**REQUIRED WORK**
1) Return the passage of the LINQ path-sorting question from "Is there anyway" to "would be appreciated!".
2) Write the next part of the forum post about sorting folder paths with LINQ, picking up after its last sentence.

___ PROVIDED TEXT

Sort a list of path in LINQ? - linq

Let say I have the following folders:
New Folder
- New Folder
- New Folder (2)
- New Folder (3)
- New Folder (4)
New Folder (2)
New Folder (3)
New Folder (4)
And a query
from s in Directory.GetDirectories(#"D:\Project\uploads", "*.*", SearchOption.AllDirectories)
select s
The results:
D:\Project\uploads\New Folder
D:\Project\uploads\New Folder (2)
D:\Project\uploads\New Folder (3)
D:\Project\uploads\New Folder (4)
D:\Project\uploads\New Folder\New Folder
D:\Project\uploads\New Folder\New Folder (2)
D:\Project\uploads\New Folder\New Folder (3)
D:\Project\uploads\New Folder\New Folder (4)
Is there anyway to sort the list to the right order? I expected it to be:
D:\Project\uploads\New Folder
D:\Project\uploads\New Folder\New Folder
D:\Project\uploads\New Folder\New Folder (2)
D:\Project\uploads\New Folder\New Folder (3)
D:\Project\uploads\New Folder\New Folder (4)
D:\Project\uploads\New Folder (2)
D:\Project\uploads\New Folder (3)
D:\Project\uploads\New Folder (4)
Any helps would be appreciated!

______
___ DATA SUPPLIED

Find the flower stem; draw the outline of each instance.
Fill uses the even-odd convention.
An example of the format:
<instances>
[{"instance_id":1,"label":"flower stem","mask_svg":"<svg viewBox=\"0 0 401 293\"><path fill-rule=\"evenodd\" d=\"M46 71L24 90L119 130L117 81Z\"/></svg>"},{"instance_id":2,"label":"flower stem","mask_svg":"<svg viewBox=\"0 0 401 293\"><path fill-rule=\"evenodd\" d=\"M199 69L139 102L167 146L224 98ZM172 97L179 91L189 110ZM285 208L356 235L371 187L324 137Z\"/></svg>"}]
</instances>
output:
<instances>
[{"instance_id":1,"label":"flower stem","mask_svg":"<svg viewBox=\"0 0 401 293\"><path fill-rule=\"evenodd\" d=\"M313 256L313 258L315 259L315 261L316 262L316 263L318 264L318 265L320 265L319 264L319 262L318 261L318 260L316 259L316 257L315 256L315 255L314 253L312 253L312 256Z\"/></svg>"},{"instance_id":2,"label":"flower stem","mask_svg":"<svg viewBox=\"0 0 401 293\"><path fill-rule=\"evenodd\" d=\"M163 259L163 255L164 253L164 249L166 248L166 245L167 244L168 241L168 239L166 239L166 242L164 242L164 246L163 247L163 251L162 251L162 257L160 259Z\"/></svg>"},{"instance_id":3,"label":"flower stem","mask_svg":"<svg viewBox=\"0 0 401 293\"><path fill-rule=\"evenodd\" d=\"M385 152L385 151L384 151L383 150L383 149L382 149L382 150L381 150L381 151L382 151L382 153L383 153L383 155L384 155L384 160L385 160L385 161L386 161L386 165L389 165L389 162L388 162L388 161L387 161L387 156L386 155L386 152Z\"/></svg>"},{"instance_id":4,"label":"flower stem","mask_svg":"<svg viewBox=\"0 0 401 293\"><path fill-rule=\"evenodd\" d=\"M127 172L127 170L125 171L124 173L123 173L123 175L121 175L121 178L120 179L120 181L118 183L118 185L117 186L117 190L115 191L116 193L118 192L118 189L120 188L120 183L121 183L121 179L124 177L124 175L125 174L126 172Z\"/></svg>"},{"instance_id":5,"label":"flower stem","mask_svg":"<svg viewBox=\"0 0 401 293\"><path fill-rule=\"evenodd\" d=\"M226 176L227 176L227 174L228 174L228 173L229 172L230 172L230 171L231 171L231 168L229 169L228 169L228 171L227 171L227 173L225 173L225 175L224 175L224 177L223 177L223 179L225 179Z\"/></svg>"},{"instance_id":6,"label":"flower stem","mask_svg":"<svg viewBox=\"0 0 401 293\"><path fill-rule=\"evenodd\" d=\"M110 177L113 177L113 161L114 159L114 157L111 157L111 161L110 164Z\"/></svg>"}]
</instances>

______
___ DATA SUPPLIED

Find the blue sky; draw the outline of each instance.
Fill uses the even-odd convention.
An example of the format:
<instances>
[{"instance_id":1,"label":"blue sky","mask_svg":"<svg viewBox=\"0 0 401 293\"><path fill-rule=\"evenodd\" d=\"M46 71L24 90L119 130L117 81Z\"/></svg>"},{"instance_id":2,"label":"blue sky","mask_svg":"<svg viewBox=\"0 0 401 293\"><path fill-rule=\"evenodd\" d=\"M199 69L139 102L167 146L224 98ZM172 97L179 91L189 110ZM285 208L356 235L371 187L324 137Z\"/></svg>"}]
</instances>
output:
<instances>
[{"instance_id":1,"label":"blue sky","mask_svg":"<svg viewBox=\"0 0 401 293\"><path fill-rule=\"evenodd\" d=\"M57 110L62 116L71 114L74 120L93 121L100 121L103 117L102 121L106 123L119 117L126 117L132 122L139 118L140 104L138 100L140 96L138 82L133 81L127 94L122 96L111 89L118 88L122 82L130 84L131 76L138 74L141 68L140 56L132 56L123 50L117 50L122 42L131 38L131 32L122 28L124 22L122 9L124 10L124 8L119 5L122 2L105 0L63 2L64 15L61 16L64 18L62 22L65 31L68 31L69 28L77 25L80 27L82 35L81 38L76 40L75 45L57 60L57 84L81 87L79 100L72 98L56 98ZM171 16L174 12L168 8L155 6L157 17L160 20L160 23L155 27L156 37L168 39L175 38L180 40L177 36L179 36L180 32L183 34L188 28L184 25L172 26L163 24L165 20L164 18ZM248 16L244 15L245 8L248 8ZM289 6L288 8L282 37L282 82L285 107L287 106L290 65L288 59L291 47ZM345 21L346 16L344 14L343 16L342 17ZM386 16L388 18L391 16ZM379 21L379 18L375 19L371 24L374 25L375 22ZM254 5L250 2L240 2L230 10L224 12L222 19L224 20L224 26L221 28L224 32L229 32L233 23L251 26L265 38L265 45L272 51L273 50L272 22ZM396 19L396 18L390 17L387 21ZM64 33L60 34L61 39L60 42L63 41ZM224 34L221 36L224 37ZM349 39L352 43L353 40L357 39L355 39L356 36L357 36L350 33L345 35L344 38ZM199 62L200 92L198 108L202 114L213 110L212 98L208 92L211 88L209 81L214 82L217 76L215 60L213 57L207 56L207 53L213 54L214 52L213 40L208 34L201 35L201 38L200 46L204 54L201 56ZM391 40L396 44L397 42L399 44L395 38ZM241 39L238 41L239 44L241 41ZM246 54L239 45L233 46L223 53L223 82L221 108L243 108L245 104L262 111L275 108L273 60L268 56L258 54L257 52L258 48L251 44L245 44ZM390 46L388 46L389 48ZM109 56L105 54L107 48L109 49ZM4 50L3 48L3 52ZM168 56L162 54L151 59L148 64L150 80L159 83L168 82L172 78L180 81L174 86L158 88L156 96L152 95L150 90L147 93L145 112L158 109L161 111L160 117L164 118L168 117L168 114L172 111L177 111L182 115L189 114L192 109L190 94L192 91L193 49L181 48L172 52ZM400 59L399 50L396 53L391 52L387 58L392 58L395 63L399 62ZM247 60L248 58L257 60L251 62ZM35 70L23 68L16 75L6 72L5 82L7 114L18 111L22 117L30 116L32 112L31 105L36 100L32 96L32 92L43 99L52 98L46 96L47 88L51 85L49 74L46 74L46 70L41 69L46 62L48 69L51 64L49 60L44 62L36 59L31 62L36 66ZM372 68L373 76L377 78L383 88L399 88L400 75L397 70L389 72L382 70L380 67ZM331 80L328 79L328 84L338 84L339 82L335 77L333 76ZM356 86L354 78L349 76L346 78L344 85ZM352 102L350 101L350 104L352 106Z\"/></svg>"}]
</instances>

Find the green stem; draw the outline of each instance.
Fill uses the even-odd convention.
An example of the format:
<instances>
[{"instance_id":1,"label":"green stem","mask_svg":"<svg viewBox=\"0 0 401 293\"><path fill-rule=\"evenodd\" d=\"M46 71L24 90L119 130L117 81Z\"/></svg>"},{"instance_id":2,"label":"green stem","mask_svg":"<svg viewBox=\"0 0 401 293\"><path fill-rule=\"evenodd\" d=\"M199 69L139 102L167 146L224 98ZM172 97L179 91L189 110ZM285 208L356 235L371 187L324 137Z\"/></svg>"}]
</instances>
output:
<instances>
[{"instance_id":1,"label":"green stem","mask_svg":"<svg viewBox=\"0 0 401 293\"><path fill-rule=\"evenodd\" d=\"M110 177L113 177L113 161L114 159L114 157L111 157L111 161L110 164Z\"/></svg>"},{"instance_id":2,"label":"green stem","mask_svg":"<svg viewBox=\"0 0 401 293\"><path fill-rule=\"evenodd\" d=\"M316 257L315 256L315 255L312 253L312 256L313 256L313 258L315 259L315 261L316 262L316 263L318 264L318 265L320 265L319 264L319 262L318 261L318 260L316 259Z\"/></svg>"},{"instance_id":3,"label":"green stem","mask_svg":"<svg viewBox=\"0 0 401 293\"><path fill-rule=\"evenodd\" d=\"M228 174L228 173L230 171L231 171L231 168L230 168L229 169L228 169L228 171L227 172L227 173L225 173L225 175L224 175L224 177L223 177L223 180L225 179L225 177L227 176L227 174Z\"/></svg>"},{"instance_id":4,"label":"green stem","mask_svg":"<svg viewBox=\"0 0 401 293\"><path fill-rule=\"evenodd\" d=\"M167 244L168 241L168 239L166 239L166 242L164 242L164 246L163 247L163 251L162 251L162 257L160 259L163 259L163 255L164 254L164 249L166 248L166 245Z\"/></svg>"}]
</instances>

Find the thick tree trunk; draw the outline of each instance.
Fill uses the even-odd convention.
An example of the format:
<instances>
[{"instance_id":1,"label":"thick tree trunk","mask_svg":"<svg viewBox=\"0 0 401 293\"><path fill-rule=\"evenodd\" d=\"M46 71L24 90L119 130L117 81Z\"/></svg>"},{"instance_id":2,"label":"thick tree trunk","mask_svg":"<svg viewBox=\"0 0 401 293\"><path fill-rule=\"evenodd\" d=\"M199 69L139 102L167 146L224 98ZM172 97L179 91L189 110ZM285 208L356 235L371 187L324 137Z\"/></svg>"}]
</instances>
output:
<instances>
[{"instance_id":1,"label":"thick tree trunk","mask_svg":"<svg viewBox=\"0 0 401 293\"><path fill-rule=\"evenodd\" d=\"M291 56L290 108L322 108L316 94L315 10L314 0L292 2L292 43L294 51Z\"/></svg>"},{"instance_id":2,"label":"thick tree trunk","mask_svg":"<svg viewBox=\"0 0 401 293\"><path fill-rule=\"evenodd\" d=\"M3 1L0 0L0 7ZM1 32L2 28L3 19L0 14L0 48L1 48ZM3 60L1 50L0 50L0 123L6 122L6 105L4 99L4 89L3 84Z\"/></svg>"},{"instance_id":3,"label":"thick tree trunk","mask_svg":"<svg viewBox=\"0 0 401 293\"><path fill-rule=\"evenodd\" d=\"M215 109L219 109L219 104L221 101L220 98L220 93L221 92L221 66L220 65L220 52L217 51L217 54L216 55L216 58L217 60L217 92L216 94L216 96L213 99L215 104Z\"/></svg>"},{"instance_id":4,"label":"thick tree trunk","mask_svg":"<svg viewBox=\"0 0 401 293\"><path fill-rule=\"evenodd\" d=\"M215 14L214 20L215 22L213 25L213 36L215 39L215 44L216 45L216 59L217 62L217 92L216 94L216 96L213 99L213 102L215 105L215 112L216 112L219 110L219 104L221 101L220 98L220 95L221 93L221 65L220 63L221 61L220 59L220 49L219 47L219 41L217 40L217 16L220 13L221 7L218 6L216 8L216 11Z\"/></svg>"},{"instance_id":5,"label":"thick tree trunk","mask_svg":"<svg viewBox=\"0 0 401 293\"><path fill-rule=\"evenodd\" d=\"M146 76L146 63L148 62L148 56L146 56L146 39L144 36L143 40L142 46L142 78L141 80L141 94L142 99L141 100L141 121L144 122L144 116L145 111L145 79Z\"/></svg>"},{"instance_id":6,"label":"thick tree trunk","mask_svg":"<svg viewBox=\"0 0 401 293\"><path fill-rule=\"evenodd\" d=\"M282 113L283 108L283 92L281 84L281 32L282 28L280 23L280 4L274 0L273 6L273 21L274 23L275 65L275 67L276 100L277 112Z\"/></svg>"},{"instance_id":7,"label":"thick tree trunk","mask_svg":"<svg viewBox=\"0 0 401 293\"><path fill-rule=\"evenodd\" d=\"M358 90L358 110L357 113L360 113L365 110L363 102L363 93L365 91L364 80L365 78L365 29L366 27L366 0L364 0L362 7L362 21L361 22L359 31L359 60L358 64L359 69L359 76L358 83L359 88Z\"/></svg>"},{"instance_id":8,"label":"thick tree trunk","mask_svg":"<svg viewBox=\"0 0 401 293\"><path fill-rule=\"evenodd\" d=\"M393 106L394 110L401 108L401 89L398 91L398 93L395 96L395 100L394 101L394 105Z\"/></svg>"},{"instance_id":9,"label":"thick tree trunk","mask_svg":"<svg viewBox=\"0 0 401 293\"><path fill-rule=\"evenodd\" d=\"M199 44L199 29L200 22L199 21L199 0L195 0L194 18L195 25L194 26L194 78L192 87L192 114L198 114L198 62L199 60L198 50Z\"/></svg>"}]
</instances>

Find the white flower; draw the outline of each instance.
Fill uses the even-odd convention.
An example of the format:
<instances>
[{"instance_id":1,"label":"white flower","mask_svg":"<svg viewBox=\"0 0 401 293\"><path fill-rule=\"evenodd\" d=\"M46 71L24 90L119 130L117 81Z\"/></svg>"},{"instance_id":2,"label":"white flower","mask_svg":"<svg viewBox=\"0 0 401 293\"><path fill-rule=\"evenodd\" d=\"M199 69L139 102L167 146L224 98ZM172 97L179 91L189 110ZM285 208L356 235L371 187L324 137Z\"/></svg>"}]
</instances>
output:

______

**TASK-BY-TASK RESULTS**
1)
Is there anyway to sort the list to the right order? I expected it to be:
D:\Project\uploads\New Folder
D:\Project\uploads\New Folder\New Folder
D:\Project\uploads\New Folder\New Folder (2)
D:\Project\uploads\New Folder\New Folder (3)
D:\Project\uploads\New Folder\New Folder (4)
D:\Project\uploads\New Folder (2)
D:\Project\uploads\New Folder (3)
D:\Project\uploads\New Folder (4)
Any helps would be appreciated!

2)
This wasn't as trivial as I thought. Probably the most sane solution (aside from building the list recursively) is to implement a comparer for this to do the sorting.
class DirectorySorter : IComparer<string>
{
public int Compare(string x, string y)
{
return StringComparer.Ordinal.Compare(x.Replace(Path.DirectorySeparatorChar, '\0'),
y.Replace(Path.DirectorySeparatorChar, '\0'));
var xPaths = x.Split(Path.DirectorySeparatorChar);
var yPaths = y.Split(Path.DirectorySeparatorChar);
var minLength = Math.Min(xPaths.Length, yPaths.Length);
for (int i = 0; i < minLength; i++)
{
var ires = xPaths[i].CompareTo(yPaths[i]);
if (ires != 0) return ires;
}
var lres = xPaths.Length.CompareTo(yPaths.Length);
if (lres == 0)
{
return lres;
}
else if (lres < 0)
{
var i = y.LastIndexOf(Path.DirectorySeparatorChar);
return x.Length == i ? lres : -lres;
}
else //if (lres > 0)
{
var i = x.LastIndexOf(Path.DirectorySeparatorChar);
return y.Length == i ? lres : -lres;
}
}
}
(Seeing Steck's answer shows that I was nearly there with what I originally had. Just that I needed to use the Ordinal string comparer. So it turns out it works using that change.)
On the other hand, we could use some properties of the directory structure to simplify this task and not implement a comparer.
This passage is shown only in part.